__SOURCE PASSAGE__:
** START **

]> Untangling Identity in SIP Systems RTFM, Inc.
2064 Edgewood Drive Palo Alto CA 94303 USA ekr@rtfm.com
There has been a lot of recent discussion about how to securely identify principals in SIP systems. This document attempts to clarify the inherent technical limits of this effort and the capabilities offered by certain schemes.
From the perspective of the communicating parties, the "identity" service that they want is simple: to know that the person on the other end of the line is who they think it is. Because of the asymmetric nature of telephony, this actually represents two different services, one from the perspective of the caller and one from the perspective of the callee: The caller knows who he is trying to call--indeed he entered their number into his phone. The service the caller wants is ROUTING INTEGRITY: namely that the person he is talking to actually is who he intended to call. This service is complicated to some extent by retargeting services such as call forwarding, but in those cases the caller wants to know that the retargeting was authorized by the intended recipient. Unlike the caller, the callee generally does not have a preconceived idea of who he is trying to call. Rather, his phone rings and he wants to know who is calling. The service he wants is CALLER IDENTIFICATION. It is important to note that regardless of the technological means used to provide these services, they are extremely different conceptually. ROUTING INTEGRITY is a verification problem: the system needs to verify that you reached the person you were trying to reach. By contrast, CALLER IDENTIFICATION is an information provision problem. A variety of technical mechanisms have been proposed (and are in use) to provide these services for SIP-based telephony . Recently, questions have been raised about the suitability of one such mechanism: SIP Identity . This draft is intended to provide a broader perspective on the identity problem, the inherent technical limitations on potential solutions, and the capabilities of the existing approaches.
Before addressing identity in SIP systems, it is useful to start with identity in the PSTN. The two most important facts about identity in the PSTN are these: The only valid identifiers were phone numbers. The PSTN is a fundamentally closed system with no security real security mechanisms to prevent insider attack. As we shall see, these two properties allow for only a fairly limited set of identity services.
The PSTN is a hub-and-spoke topology, as shown below:
Sub. 1 ----+ +---- Sub. 4 \ Trunk / Sub. 2 ------ CO-1 --------------- CO-2------ Sub. 5 / \ Sub. 3 ----+ +---- Sub. 6
Each subscriber is connected by a physical circuit to a switch in their local CENTRAL OFFICE (CO). Although there may be multiple phones in a single house, they are all electrically connected on the same local loop and are indistinguishable from the perspective of the CO Therefore, all phones on the same local loop have the same phone number. The CO is connected to other COs via trunk lines, which are used to carry calls in between COs. Similarly, providers can connect to each other at dedicated switches which only serve to switch traffic and don't have any subscribers directly attached to them. All of these connections are digital and speak SS7. The CO switch is the analog/digital boundary.

** END **

__BRIEF__:
Please say whether each statement below agrees with the passage on identity in SIP systems, answering yes or no and quoting the words of the passage that decide it. 1. Caller identification is a verification problem. 2. All phones on the same local loop share one phone number. 3. The dedicated switches where providers connect have subscribers directly attached to them.

__DATASET ENTRIES__:

** START **

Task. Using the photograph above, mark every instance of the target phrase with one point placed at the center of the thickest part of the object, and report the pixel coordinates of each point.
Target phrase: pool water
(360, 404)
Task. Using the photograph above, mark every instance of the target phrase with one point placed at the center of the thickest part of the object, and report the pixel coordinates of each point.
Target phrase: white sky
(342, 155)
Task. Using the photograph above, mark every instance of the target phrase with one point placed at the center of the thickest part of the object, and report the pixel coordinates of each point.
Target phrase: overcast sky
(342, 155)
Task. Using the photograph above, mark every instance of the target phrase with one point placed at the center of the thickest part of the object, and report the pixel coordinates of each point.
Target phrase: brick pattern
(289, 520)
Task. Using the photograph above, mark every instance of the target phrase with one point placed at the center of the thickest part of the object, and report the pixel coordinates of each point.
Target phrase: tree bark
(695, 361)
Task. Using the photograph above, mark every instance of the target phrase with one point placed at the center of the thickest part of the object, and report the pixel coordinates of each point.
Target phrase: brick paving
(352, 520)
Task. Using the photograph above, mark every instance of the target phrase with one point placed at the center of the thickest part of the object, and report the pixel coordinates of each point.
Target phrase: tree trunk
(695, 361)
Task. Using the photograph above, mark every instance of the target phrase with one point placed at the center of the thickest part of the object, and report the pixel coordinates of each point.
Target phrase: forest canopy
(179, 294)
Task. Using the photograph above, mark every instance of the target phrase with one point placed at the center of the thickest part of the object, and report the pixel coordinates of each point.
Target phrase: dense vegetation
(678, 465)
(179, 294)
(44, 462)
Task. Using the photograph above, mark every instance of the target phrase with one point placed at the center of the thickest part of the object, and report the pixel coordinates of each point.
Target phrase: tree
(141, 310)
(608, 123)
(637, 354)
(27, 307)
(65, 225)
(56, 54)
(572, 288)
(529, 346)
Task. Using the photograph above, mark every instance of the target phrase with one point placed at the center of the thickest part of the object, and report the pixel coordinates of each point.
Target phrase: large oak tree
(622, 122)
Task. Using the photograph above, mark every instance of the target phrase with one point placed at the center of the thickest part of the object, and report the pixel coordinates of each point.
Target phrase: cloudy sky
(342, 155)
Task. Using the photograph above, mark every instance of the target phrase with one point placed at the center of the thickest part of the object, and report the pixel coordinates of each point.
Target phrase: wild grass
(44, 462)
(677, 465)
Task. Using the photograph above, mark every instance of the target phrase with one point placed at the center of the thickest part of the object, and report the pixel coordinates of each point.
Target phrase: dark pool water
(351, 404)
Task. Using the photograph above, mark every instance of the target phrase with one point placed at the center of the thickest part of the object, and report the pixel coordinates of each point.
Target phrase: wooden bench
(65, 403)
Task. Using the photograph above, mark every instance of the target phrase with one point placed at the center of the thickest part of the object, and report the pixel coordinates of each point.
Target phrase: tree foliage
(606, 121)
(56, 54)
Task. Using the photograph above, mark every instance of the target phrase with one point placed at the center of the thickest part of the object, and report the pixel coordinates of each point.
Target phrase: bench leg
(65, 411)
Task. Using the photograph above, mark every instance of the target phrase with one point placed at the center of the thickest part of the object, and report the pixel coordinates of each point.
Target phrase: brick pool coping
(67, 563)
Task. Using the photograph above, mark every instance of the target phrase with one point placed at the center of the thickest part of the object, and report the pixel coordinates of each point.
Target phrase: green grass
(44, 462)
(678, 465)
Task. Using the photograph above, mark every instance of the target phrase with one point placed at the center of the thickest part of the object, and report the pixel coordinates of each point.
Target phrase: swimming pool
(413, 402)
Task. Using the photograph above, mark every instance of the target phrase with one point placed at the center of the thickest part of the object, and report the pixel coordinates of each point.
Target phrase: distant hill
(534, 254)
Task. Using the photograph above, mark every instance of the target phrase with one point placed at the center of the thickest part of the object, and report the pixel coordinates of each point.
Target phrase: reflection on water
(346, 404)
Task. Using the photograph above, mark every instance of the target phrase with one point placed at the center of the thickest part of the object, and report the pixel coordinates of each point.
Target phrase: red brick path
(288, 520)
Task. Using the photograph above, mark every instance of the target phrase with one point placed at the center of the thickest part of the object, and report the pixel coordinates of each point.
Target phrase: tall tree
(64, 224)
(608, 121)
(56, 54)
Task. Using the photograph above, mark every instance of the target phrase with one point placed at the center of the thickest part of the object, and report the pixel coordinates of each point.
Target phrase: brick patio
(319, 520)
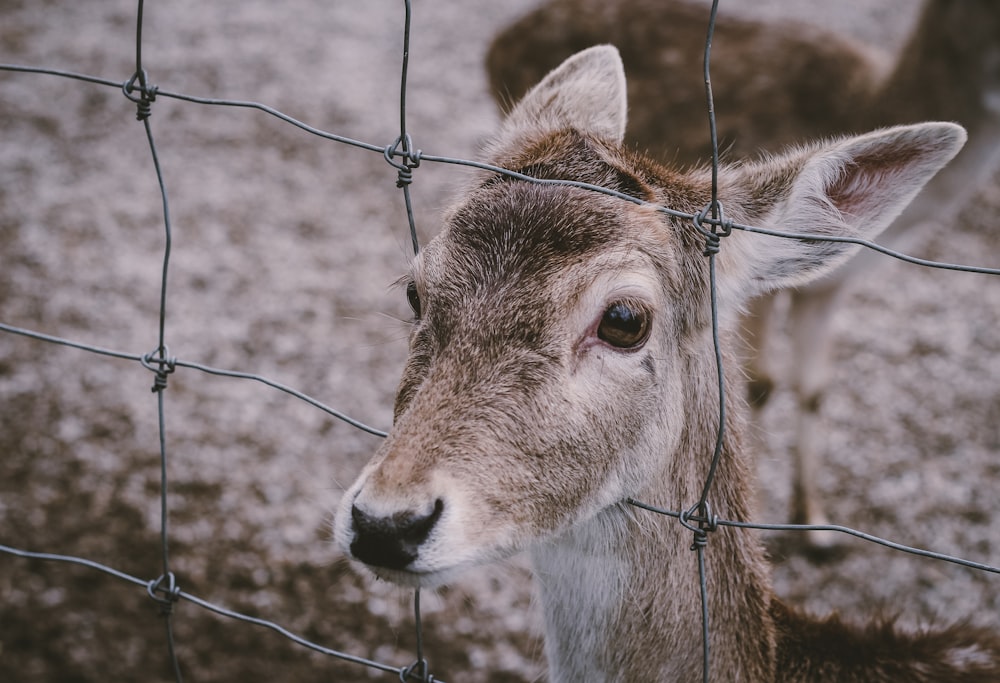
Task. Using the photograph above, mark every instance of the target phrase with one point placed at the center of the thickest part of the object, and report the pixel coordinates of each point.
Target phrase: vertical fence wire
(710, 222)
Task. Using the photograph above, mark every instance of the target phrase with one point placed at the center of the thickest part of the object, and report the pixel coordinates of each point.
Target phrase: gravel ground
(284, 250)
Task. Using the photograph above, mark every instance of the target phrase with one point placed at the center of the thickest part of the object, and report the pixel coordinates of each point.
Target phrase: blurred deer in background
(776, 84)
(561, 363)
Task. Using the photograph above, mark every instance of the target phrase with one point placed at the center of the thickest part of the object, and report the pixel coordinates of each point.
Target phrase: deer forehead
(543, 253)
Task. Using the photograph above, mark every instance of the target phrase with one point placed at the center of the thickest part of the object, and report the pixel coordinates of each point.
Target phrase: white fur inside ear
(853, 187)
(586, 92)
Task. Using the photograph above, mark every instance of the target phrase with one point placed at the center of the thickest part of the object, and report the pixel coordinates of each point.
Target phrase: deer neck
(618, 587)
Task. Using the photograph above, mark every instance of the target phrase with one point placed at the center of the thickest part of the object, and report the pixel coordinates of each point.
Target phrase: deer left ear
(586, 92)
(852, 187)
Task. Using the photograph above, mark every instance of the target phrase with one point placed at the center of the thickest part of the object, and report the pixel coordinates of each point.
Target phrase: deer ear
(852, 187)
(586, 92)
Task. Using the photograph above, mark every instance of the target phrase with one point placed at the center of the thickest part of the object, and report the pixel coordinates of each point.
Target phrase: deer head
(560, 354)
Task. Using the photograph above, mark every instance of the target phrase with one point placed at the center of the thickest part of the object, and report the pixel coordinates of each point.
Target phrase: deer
(775, 84)
(561, 365)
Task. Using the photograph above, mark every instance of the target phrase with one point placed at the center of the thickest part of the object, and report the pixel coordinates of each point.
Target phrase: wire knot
(418, 670)
(171, 592)
(411, 160)
(720, 226)
(700, 520)
(147, 94)
(161, 366)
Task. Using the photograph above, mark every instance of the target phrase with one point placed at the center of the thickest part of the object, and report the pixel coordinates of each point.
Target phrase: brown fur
(777, 83)
(519, 427)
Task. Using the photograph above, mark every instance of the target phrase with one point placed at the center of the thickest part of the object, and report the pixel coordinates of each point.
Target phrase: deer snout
(391, 541)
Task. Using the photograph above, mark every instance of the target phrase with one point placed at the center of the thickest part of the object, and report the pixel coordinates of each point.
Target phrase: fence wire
(711, 222)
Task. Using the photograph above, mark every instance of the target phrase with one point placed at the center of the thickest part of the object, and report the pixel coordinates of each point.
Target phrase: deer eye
(624, 325)
(413, 298)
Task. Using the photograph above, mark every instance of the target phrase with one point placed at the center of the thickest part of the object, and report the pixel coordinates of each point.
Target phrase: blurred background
(285, 248)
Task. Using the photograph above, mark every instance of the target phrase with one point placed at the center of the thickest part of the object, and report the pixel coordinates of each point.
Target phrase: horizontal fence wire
(711, 222)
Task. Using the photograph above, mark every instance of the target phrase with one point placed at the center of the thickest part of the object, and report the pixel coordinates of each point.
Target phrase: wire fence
(165, 589)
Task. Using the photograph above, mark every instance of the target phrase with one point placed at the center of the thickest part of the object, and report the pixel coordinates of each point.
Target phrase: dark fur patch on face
(586, 162)
(649, 366)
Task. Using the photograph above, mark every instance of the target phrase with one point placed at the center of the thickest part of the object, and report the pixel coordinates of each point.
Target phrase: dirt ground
(284, 249)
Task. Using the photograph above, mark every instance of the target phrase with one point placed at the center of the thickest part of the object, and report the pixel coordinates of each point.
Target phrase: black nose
(392, 542)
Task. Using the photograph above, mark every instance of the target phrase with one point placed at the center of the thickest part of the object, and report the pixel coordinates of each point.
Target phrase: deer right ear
(586, 92)
(853, 187)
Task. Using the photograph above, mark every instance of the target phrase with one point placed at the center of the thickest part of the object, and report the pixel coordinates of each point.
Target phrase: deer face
(560, 360)
(537, 309)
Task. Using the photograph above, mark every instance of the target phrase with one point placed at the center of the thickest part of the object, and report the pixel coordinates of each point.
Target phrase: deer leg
(756, 331)
(810, 315)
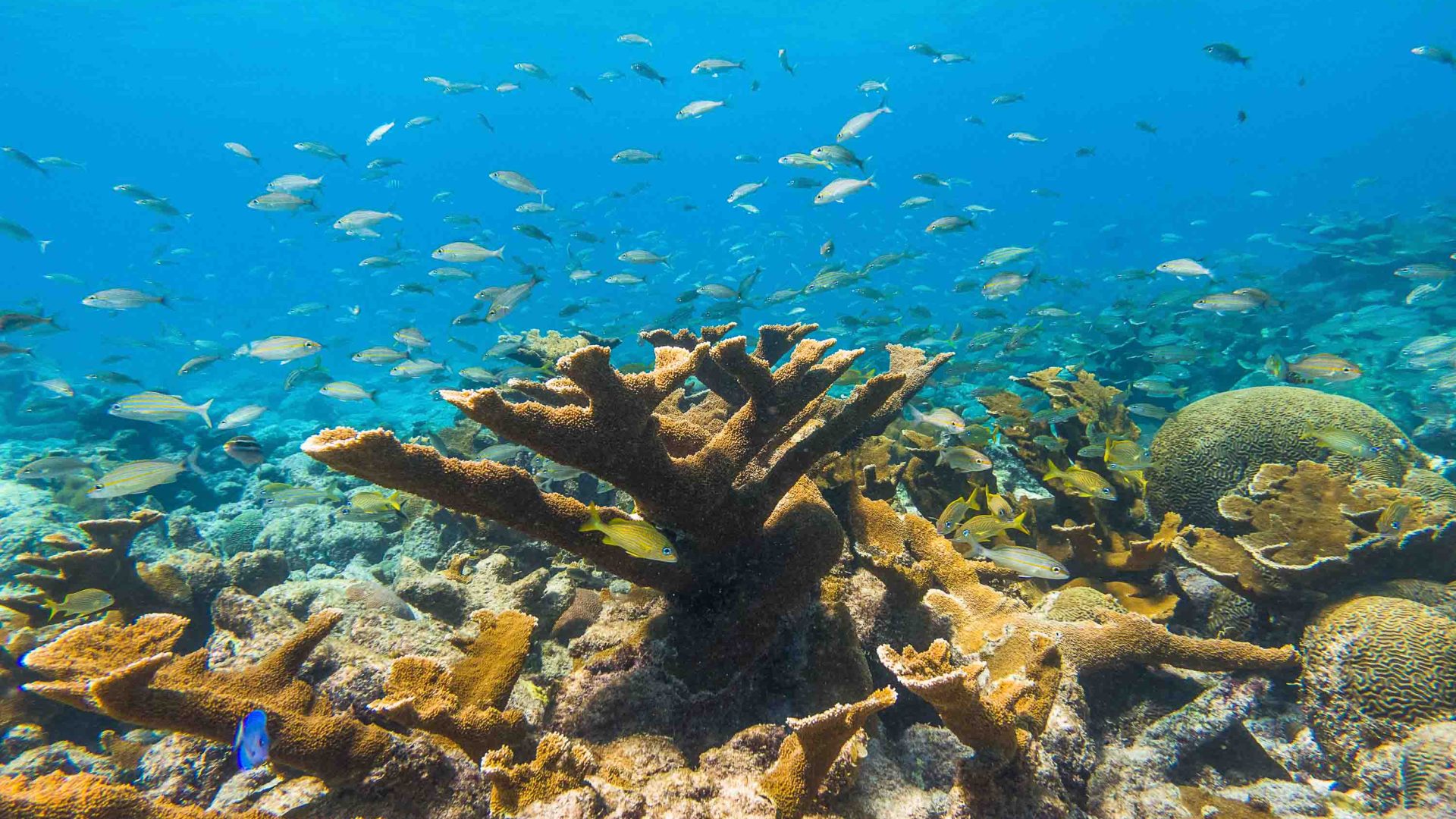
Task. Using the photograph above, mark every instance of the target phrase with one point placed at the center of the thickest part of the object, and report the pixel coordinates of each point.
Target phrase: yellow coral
(1310, 531)
(998, 716)
(463, 703)
(805, 757)
(86, 796)
(560, 765)
(96, 668)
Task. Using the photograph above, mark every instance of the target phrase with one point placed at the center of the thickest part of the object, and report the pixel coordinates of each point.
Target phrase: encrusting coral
(465, 703)
(726, 472)
(816, 745)
(1307, 531)
(86, 796)
(104, 563)
(1216, 444)
(130, 673)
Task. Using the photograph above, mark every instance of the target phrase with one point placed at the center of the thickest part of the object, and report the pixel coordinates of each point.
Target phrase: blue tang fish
(251, 744)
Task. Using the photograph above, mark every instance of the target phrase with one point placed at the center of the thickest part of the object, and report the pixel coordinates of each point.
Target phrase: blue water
(147, 93)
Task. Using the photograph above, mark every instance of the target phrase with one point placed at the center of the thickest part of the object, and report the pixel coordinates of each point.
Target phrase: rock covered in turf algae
(1379, 667)
(1215, 445)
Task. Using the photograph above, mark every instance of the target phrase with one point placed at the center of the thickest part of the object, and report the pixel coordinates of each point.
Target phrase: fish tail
(1019, 523)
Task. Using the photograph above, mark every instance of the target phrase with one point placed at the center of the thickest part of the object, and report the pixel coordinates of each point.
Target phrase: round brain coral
(1375, 670)
(1215, 445)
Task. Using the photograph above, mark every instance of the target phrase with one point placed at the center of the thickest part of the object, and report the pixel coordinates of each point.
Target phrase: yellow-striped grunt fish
(1343, 442)
(952, 515)
(986, 526)
(136, 477)
(80, 604)
(638, 538)
(1028, 563)
(1078, 482)
(159, 407)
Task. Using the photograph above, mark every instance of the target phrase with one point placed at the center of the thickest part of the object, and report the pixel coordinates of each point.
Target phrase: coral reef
(465, 703)
(1215, 445)
(104, 563)
(1376, 668)
(1307, 531)
(816, 745)
(86, 796)
(727, 472)
(130, 673)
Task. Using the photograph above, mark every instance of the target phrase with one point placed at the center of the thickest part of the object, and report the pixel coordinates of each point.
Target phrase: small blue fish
(251, 744)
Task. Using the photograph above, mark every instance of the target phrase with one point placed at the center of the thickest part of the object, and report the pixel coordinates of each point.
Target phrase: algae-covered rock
(1375, 670)
(1213, 447)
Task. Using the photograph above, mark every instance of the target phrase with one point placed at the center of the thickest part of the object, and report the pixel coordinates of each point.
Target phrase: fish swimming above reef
(80, 604)
(638, 538)
(251, 744)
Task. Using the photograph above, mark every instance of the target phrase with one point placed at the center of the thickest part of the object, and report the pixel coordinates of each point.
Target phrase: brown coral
(131, 675)
(104, 563)
(1216, 444)
(1014, 656)
(465, 703)
(86, 796)
(1308, 531)
(727, 472)
(998, 716)
(817, 742)
(561, 764)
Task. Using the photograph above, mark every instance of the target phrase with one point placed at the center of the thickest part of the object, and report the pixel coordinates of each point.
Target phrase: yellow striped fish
(638, 538)
(280, 349)
(80, 604)
(136, 477)
(159, 407)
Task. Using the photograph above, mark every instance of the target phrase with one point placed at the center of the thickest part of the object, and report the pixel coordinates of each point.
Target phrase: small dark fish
(1225, 53)
(251, 744)
(644, 71)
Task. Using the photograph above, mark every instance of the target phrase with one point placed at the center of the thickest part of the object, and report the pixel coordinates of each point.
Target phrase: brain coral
(1375, 670)
(1215, 445)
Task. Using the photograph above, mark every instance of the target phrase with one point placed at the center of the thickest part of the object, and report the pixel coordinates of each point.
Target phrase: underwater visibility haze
(986, 410)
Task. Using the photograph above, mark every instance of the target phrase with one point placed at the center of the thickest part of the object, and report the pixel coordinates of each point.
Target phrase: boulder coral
(1376, 668)
(723, 471)
(1215, 445)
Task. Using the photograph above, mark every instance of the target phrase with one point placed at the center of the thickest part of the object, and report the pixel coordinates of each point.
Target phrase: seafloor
(1245, 632)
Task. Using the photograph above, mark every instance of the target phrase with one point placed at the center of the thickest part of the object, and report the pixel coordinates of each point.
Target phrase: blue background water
(147, 93)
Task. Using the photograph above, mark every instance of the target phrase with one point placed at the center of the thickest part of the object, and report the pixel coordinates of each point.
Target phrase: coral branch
(807, 755)
(165, 691)
(465, 703)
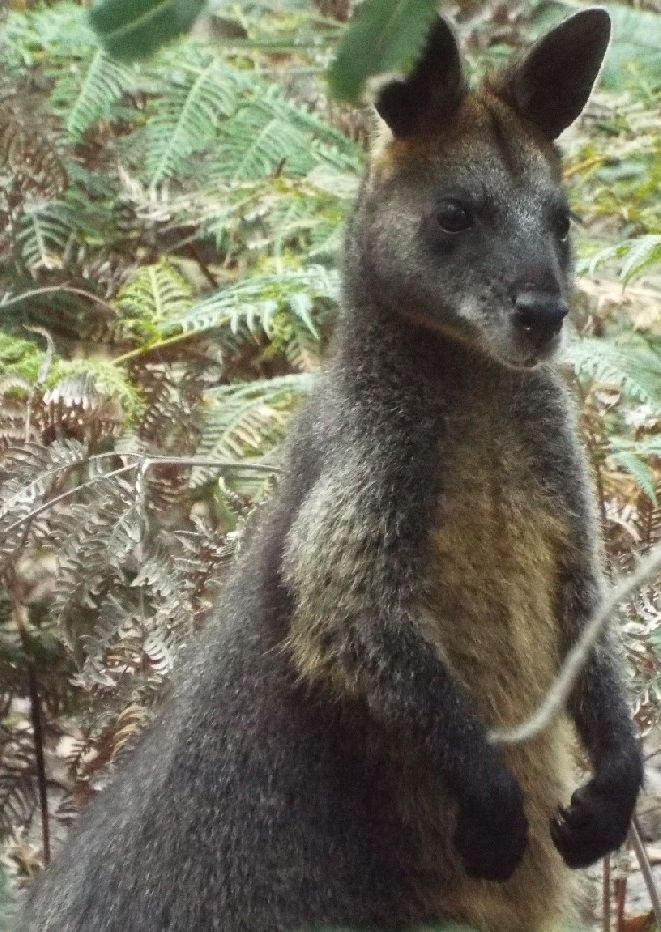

** END **

__PROBLEM SOLUTION__:
1. No: "CALLER IDENTIFICATION is an information provision problem."
2. Yes: "all phones on the same local loop have the same phone number."
3. No: "don't have any subscribers directly attached to them."